=== READING TEXT ===

Cardiovascular Nursing Research Initiatives in Canada

Sylvie Robichaud-Ekstrand, PhD, RN


Prog Cardiovasc Nurs. 2002;17(3) 

In This Article

Montreal Heart Institute and the University of Montreal Faculty of Nursing

This investigative team has developed, evaluated, and implemented several cardiac secondary prevention programs, including: 1) patients education programs (1997-2000); 2) telephone nurses' services (1995-1999); 3) nurse case management for coronary artery bypass graft patients (1995-1999); 4) primary care providers follow-up programs for first-time coronary artery bypass graft patients (1996-2000); 5) self-help groups for internal cardiac defibrillator patients (1993-1994); 6) a music program for patients awaiting heart catheterization (1998-2000); and 7) cardiac teaching programs meeting specific learning and psychosocial needs of postmyocardial infarction men and women (1995-2000). These studies have provided evidence to decision makers, resulting in funds to create Nurse Specialist positions, and to implement these programs in current nursing practice. In predicting factors for early hospital discharge (1995-1999), and need for community nursing care (1996-2000), a more coordinated and integrated nursing approach has been created within and between the Montreal Heart Institute and nine Montreal ambulatory care agencies. In addition, several instruments have been either developed or translated into French, and validated (e.g., self-care agency, self-efficacy, learning needs, stages of change, attitudes, intentions, sense of mastery, coping strategies, social supportive behavior, health motivation assessments, and nurses' perception of nursing research).

=== INFORMATION SUPPLIED ===

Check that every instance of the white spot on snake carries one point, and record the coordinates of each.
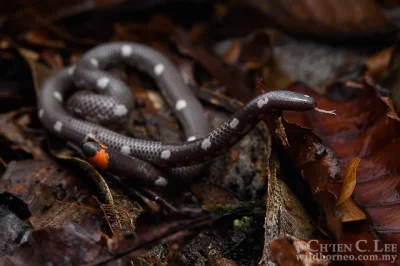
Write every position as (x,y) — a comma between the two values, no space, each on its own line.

===

• [WORK REQUEST 1]:
Answer these questions about the cardiac nursing research text, one line each:
(a) In which years did the self-help groups for internal cardiac defibrillator patients run?
(b) With how many Montreal ambulatory care agencies was the coordinated nursing approach created?
(c) Into which language were several instruments translated?
• [WORK REQUEST 2]:
Proceed with the cardiac nursing research text from its last sentence, writing one further paragraph.

• [TASK RESULT 1]:
(a) 1993-1994
(b) Nine
(c) French

• [TASK RESULT 2]:
This previous work has lead to the development of a computer-tailored feedback system, which includes activities such as clinical decision-making, efficient information management, knowledge acquisition and dissemination, and informed patient participation. Computerized tailoring means adapting content material to the characteristics of an individual through a computerized process. The iterative computer-tailored feedback system that has been developed consists of reminders and tailored messages that are generated by computerized algorithms. Reminders identify health professionals responsible in managing specific cardiovascular risk factors, and provide feedback on which cardiovascular risk factors require tighter control according to established clinical guidelines. Messages provide evidenced-based information, computerized counseling, and recommendations according to readiness to change and level of self-efficacy. The intent of the computer-tailored feedback system is to better manage continuity by enhancing the transfer of health information. It is hypothesized that the impact of the iterative computer-tailored feedback system will be greater when using reminders, compared to usual care, and even greater if tailored messages are also included as a counseling method to assist patients in modifying their health behaviors.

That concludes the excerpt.